● **Stated goal**:
From the listing below, copy verbatim the lines from the one containing "Hey, I was wondering if you could locate the cat eye" up to and including the one containing "[105, 77, 110, 82]".

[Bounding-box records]

===============

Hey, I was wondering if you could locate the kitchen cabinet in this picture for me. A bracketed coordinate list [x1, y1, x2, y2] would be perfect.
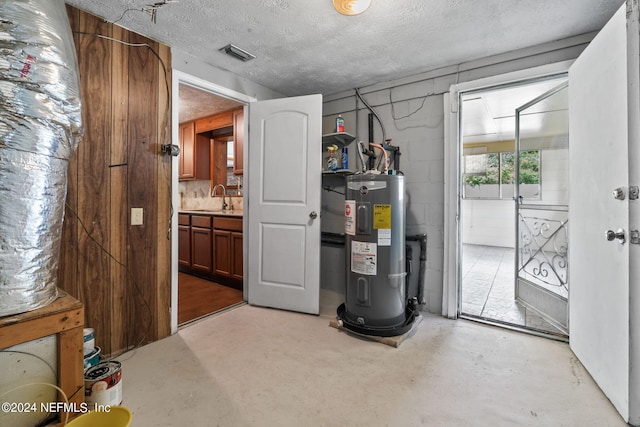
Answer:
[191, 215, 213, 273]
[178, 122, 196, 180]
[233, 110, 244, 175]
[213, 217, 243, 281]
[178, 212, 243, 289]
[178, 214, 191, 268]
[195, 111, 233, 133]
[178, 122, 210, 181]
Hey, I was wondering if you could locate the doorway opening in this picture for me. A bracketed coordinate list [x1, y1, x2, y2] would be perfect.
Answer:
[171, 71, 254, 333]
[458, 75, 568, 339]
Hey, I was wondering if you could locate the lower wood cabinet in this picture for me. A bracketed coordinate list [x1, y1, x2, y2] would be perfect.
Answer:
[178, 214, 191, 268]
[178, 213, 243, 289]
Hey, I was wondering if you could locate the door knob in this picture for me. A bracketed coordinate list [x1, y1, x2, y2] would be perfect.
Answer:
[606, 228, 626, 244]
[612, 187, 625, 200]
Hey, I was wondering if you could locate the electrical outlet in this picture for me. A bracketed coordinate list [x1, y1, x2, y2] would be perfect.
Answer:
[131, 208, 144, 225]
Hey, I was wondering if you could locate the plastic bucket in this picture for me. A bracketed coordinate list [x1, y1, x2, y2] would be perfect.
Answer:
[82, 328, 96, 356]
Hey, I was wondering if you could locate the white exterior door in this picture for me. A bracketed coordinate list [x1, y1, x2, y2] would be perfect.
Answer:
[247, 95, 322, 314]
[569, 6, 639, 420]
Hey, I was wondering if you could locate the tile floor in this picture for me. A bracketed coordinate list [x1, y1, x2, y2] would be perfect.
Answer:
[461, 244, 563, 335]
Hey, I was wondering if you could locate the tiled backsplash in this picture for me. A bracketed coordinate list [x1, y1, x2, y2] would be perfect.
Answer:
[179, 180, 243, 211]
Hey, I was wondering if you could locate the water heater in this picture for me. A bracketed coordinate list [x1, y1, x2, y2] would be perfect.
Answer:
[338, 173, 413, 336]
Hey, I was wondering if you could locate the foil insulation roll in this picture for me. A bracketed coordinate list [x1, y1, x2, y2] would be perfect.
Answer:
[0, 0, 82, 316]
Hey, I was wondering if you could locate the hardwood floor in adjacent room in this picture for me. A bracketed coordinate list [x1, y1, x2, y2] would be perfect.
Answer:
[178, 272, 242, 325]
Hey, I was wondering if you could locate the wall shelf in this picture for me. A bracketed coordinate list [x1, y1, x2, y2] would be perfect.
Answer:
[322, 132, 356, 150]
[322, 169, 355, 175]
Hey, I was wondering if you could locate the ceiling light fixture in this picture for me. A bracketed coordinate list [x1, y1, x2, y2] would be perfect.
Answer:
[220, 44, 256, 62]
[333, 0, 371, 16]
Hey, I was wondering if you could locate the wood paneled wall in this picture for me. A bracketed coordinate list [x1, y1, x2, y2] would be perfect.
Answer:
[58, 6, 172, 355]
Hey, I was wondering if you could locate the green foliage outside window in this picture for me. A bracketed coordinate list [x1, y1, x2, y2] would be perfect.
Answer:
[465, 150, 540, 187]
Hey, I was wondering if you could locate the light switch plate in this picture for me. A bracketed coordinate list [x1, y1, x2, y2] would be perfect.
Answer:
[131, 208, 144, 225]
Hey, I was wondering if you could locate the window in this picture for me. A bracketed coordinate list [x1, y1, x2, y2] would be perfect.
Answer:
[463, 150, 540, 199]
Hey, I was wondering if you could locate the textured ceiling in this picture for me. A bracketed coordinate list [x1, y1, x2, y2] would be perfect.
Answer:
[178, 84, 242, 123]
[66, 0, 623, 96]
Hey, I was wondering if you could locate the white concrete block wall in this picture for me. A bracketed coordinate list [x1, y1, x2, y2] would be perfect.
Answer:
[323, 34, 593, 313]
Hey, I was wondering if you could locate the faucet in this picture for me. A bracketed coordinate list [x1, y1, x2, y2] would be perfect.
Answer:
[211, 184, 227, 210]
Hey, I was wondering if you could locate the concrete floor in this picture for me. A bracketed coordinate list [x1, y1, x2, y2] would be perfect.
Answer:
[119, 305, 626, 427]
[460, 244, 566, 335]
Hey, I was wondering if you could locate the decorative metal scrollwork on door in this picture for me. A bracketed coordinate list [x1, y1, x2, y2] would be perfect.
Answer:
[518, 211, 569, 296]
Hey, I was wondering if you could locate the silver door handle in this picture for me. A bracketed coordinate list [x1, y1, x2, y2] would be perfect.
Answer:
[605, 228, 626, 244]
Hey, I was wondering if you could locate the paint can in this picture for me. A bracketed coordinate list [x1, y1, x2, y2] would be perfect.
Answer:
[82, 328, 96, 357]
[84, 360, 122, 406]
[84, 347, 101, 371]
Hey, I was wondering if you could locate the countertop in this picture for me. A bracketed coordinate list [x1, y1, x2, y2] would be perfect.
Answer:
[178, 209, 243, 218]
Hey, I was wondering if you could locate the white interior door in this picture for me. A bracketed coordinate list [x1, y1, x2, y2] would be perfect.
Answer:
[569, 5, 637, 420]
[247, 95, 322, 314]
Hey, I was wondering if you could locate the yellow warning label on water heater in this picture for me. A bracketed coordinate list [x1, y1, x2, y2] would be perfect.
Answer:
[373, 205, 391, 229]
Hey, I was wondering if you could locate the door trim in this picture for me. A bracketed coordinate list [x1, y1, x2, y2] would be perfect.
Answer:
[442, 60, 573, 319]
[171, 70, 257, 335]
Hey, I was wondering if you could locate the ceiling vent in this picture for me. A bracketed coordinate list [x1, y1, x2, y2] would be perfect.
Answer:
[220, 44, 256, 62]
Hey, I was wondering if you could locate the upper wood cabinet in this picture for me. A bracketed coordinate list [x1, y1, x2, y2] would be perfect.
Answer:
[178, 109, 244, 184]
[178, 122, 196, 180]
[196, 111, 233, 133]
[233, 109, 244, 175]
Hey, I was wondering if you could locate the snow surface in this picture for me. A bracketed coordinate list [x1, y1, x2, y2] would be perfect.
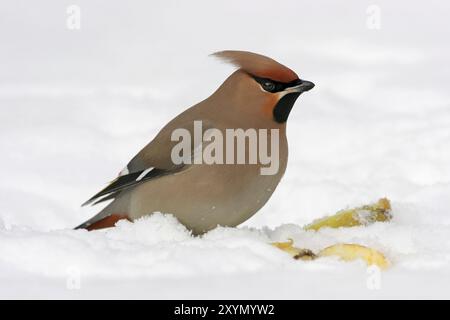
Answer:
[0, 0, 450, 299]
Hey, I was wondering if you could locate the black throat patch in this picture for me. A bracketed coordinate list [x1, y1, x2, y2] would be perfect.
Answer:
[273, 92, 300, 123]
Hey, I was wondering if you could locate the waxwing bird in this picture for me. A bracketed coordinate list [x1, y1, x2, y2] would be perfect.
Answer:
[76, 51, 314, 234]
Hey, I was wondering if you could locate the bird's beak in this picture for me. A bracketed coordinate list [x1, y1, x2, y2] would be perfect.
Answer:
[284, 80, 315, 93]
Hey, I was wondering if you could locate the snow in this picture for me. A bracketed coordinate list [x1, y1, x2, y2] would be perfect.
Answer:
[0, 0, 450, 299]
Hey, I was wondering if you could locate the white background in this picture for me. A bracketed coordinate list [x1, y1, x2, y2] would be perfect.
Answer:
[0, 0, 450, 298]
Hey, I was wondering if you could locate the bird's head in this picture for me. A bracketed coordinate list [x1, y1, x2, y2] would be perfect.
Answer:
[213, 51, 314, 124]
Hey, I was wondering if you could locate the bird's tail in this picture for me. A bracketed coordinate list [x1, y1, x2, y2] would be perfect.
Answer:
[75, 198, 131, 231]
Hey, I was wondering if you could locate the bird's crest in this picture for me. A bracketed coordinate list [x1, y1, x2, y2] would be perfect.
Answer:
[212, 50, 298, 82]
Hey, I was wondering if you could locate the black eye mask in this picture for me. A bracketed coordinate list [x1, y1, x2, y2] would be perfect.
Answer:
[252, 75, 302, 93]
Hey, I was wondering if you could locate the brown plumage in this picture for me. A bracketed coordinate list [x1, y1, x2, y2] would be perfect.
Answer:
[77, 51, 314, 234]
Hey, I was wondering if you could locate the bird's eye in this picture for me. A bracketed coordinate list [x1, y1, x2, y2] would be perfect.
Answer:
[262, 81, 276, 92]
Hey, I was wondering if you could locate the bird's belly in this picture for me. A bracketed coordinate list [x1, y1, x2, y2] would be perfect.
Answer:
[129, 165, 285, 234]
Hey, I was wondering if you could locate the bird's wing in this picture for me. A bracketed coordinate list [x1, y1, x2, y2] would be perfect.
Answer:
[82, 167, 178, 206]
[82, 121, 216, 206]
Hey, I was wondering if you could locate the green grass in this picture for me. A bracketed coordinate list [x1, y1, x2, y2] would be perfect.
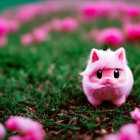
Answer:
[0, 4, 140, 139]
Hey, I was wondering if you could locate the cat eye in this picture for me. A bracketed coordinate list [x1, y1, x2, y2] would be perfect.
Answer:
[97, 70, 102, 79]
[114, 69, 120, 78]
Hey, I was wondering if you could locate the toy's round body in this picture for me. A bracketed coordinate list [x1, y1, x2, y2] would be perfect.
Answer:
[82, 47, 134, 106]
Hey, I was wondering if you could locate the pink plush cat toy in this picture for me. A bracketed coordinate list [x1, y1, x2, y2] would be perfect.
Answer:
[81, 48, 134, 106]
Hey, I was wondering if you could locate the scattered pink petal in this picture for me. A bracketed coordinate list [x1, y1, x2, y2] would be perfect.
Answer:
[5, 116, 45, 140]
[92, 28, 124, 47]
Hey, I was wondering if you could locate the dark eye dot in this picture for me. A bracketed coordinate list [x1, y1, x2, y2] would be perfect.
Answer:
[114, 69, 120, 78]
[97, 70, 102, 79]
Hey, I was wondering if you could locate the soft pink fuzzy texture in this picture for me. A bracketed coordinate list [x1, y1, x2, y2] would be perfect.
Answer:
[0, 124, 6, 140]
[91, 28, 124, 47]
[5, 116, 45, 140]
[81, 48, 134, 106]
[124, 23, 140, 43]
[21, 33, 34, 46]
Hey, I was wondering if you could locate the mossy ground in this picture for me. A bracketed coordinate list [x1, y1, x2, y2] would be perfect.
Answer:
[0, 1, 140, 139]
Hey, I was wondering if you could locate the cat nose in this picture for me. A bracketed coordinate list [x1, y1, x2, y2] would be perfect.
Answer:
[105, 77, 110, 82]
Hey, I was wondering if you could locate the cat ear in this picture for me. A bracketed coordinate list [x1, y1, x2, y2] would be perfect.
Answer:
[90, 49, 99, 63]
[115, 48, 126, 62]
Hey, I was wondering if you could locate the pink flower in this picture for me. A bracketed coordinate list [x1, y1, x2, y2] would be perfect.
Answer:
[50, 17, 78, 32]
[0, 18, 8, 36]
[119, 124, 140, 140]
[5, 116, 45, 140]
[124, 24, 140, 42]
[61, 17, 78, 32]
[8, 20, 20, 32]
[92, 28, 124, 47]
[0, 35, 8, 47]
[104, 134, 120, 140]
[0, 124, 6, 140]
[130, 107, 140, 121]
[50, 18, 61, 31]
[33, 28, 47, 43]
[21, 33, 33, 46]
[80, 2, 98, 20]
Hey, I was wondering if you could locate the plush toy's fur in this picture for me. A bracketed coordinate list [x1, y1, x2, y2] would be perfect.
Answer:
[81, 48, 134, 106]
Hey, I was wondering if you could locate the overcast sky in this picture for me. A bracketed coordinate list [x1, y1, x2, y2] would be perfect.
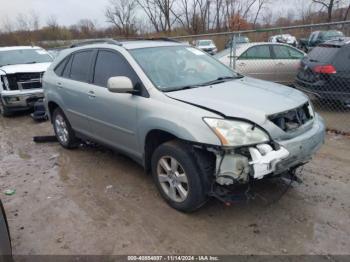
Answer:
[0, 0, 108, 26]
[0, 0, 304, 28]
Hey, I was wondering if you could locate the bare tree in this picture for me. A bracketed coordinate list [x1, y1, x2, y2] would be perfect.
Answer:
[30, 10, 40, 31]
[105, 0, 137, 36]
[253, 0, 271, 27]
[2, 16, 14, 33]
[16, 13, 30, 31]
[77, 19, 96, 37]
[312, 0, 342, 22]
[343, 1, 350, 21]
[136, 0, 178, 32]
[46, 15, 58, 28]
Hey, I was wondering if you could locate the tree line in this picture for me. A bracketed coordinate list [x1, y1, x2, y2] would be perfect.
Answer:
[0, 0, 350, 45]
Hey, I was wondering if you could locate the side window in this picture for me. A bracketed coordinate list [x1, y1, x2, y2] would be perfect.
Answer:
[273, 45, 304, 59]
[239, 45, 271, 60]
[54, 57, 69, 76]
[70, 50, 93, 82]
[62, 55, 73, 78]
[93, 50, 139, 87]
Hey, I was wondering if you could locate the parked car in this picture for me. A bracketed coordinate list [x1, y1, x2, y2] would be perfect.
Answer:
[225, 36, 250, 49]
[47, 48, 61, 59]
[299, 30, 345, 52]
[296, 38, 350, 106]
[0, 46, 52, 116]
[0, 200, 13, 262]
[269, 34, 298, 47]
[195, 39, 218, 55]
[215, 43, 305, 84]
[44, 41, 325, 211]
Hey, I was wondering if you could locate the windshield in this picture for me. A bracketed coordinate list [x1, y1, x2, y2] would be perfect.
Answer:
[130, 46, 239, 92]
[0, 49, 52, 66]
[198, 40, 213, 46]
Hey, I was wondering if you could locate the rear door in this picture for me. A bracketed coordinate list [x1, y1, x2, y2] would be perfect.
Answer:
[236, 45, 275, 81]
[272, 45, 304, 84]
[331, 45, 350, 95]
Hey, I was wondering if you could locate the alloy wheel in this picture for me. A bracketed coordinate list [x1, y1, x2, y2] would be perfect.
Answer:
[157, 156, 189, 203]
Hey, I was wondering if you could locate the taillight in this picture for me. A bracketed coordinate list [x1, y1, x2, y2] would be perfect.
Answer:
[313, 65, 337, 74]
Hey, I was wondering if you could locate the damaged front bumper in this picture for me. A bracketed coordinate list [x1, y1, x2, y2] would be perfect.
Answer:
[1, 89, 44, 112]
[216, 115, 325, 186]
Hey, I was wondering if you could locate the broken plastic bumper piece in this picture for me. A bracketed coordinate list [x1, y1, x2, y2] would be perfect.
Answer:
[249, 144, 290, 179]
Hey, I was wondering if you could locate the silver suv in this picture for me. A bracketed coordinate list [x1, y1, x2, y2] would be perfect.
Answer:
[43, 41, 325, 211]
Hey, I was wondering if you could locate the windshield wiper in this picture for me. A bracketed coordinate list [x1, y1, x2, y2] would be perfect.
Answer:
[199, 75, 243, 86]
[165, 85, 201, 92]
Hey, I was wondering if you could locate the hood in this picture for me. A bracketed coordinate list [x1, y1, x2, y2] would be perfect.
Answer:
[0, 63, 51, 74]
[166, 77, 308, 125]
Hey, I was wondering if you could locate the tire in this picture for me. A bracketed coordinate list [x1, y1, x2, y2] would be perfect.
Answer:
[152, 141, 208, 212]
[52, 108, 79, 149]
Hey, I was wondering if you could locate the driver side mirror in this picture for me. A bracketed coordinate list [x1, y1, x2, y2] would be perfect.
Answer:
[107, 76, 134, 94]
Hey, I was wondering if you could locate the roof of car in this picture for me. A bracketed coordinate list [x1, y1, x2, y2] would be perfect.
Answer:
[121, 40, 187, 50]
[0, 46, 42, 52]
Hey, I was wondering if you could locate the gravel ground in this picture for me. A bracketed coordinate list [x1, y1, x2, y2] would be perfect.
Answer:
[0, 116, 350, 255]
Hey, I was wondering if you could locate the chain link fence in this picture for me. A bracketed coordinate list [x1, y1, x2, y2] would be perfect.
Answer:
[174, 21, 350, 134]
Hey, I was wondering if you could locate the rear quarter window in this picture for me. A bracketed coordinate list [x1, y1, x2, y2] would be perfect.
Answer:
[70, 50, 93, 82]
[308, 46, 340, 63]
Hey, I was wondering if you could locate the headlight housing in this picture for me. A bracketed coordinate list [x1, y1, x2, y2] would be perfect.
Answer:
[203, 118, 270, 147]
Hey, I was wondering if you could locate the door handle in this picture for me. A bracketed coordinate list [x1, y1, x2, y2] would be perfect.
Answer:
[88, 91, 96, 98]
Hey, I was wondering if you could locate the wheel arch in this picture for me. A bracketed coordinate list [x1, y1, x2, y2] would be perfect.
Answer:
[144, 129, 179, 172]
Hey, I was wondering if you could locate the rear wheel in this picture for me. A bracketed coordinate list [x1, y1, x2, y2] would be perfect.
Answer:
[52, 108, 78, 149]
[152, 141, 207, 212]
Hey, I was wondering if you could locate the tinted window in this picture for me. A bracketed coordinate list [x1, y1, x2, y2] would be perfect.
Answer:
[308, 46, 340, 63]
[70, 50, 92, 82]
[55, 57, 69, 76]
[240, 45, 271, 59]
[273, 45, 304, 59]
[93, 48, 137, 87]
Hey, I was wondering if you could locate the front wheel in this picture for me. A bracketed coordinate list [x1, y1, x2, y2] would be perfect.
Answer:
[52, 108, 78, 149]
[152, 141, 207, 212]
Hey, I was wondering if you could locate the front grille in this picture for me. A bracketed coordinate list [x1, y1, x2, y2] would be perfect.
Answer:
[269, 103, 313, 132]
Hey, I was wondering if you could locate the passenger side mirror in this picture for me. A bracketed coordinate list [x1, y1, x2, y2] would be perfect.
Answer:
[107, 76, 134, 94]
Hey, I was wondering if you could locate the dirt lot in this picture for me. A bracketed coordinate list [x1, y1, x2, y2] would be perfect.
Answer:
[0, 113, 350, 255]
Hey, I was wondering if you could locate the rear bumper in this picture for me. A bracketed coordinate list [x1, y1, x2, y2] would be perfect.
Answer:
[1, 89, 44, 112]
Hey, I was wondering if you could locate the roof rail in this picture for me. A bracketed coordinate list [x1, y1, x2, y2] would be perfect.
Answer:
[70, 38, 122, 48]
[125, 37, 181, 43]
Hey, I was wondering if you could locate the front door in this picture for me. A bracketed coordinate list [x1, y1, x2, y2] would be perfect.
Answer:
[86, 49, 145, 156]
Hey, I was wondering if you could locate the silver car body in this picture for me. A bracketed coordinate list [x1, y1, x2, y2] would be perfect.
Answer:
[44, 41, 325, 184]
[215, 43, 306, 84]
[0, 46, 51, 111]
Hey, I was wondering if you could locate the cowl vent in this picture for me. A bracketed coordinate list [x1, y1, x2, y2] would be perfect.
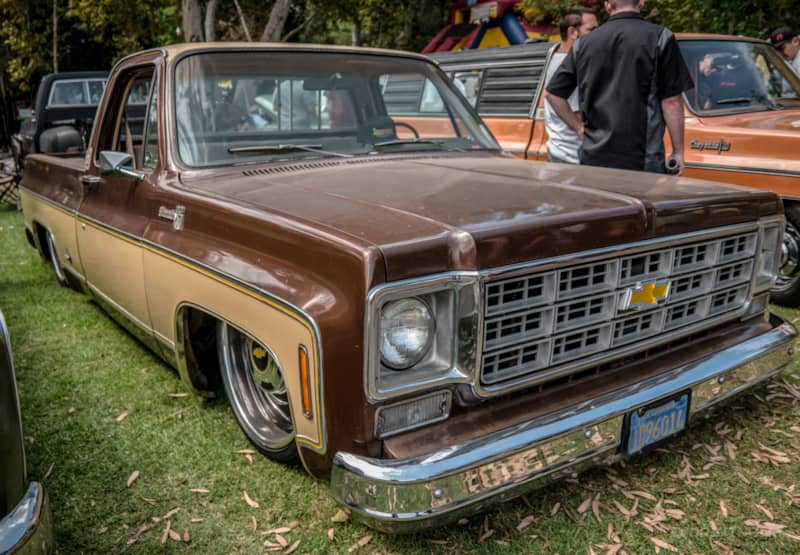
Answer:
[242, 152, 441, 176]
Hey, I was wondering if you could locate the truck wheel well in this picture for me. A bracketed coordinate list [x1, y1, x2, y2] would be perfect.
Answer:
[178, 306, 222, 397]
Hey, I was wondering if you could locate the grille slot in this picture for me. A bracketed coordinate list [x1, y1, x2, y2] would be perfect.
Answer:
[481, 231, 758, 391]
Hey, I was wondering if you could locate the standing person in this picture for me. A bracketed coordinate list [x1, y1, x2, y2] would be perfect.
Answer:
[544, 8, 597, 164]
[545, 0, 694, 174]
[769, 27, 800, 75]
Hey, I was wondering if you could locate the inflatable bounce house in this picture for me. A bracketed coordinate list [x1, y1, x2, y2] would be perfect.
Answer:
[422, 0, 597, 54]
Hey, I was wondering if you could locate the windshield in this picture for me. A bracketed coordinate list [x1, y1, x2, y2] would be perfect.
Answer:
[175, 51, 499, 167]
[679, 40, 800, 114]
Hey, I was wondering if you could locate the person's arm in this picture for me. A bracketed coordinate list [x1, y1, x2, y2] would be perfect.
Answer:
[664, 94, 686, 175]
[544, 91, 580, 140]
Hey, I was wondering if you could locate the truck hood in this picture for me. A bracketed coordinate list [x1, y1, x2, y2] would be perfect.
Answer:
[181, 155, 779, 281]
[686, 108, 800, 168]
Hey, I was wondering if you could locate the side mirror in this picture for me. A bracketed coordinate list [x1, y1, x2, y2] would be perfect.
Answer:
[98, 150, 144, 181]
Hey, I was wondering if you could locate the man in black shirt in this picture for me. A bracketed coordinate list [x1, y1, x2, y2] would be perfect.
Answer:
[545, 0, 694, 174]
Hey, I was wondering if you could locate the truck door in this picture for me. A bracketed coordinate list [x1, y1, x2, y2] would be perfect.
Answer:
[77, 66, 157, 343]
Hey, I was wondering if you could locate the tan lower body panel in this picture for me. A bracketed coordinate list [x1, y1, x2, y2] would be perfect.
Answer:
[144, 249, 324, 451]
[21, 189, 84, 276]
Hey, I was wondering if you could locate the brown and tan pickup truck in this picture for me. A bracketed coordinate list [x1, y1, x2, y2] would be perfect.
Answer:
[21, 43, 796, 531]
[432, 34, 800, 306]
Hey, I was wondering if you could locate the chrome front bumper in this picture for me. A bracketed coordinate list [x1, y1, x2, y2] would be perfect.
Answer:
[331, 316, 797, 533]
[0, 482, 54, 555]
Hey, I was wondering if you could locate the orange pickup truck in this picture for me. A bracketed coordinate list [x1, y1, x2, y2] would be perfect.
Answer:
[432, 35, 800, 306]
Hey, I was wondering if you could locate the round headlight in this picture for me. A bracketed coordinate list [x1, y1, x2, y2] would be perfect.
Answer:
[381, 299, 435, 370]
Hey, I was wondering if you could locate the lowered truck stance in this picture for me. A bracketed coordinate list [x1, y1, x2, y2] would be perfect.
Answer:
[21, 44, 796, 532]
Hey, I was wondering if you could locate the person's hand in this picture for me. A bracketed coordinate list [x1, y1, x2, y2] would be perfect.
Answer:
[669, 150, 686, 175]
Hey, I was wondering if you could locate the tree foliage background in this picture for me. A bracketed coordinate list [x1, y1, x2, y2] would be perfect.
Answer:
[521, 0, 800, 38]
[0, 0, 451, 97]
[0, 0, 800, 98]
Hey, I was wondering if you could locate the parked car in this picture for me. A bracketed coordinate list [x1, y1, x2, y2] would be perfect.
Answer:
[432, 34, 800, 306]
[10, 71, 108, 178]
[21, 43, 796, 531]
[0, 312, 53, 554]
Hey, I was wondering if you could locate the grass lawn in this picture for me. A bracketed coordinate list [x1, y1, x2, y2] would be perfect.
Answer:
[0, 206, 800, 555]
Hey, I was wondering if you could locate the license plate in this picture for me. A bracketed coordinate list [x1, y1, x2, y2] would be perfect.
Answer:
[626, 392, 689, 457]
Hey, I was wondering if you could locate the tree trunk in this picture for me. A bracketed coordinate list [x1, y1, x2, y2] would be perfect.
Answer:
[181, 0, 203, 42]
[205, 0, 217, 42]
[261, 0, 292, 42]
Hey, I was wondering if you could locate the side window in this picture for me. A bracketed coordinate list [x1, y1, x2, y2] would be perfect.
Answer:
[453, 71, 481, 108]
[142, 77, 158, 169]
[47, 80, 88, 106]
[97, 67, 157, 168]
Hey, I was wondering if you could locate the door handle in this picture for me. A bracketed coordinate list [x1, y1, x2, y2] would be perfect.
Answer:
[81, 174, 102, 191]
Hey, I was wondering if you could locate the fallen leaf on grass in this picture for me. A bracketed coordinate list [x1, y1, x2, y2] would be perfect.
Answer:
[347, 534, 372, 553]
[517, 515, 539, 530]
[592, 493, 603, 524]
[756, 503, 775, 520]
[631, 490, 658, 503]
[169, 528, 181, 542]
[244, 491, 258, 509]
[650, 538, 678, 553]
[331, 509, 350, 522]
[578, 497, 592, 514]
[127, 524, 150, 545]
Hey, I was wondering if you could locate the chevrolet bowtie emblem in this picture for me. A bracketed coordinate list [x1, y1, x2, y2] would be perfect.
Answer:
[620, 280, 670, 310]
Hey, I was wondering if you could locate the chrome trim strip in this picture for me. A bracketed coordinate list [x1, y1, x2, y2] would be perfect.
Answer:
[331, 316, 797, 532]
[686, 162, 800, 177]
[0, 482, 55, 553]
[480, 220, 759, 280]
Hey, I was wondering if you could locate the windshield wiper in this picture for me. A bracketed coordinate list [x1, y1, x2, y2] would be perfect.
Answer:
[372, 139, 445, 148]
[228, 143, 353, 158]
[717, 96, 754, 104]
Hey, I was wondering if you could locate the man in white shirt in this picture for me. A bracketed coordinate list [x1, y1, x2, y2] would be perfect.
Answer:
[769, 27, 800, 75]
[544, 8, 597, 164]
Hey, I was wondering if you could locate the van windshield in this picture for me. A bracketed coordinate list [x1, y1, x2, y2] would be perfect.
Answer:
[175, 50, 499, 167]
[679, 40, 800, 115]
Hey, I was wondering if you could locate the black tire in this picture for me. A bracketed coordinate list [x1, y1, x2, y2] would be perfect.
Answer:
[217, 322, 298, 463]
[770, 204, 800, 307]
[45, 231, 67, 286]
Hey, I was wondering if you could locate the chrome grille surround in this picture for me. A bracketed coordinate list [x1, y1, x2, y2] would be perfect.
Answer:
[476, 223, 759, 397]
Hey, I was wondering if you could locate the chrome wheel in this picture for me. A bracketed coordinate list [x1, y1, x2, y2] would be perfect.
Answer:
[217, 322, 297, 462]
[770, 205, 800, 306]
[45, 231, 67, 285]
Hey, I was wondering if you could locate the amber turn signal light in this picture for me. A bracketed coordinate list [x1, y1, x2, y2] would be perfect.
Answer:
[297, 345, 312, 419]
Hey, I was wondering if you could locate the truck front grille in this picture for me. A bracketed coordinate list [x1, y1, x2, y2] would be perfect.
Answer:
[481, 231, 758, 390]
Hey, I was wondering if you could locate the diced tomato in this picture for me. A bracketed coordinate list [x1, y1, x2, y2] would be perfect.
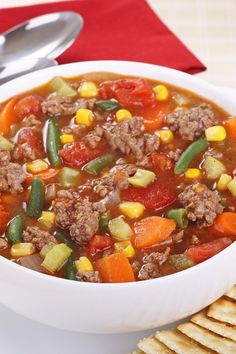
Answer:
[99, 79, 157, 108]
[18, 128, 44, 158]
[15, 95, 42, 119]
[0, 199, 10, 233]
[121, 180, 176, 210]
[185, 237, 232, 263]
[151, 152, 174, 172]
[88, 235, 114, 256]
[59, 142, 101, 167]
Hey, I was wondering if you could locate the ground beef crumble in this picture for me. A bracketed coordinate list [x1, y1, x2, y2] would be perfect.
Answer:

===============

● **Exercise response**:
Hey, I was wondering if you could locate the cat eye in this picture for me. A bracketed coordinate list [x1, y1, x2, y2] would be perfect.
Answer:
[97, 70, 102, 79]
[114, 69, 120, 78]
Hey, I was wondering if you could locate the toy's round body in this picture for me. A bracketed coordinate list [x1, y1, x2, y2] would be perfect.
Answer:
[82, 47, 134, 106]
Hey, I was wondering if you could locate the pink plush cat toy in this picture for me. A bracketed coordinate list [x1, y1, x2, y2] would be perfect.
Answer:
[81, 48, 134, 106]
Hey, I was wondering if you could locate the scattered pink petal in this picture for me. A bracketed coordinate list [x1, y1, x2, y2] would be perfect.
Answer:
[5, 116, 45, 140]
[92, 28, 124, 47]
Hey, I was wondering if you could locate the dark eye dot in this picture for me. A bracketed coordinate list [x1, y1, x2, y2] would be perfect.
Answer:
[114, 69, 120, 78]
[97, 70, 102, 79]
Hey, I was wondering if you could locate the soft pink fuzzy texture in this picture for me. A bracketed coordinate list [x1, y1, x2, y2] would be perfect.
Answer:
[0, 124, 6, 140]
[91, 28, 124, 47]
[5, 116, 45, 140]
[81, 48, 134, 106]
[124, 23, 140, 43]
[21, 33, 34, 46]
Hey, I was wondering if you could locate the mossy ground in this picture for me. A bracketed coordinate list [x1, y1, x2, y2] would be perfect.
Answer:
[0, 1, 140, 139]
Hey, I was wondering if you could locate the cat nose in this picture for me. A bracketed coordinate list [x1, y1, x2, y2] would be perfect.
Answer:
[105, 77, 110, 82]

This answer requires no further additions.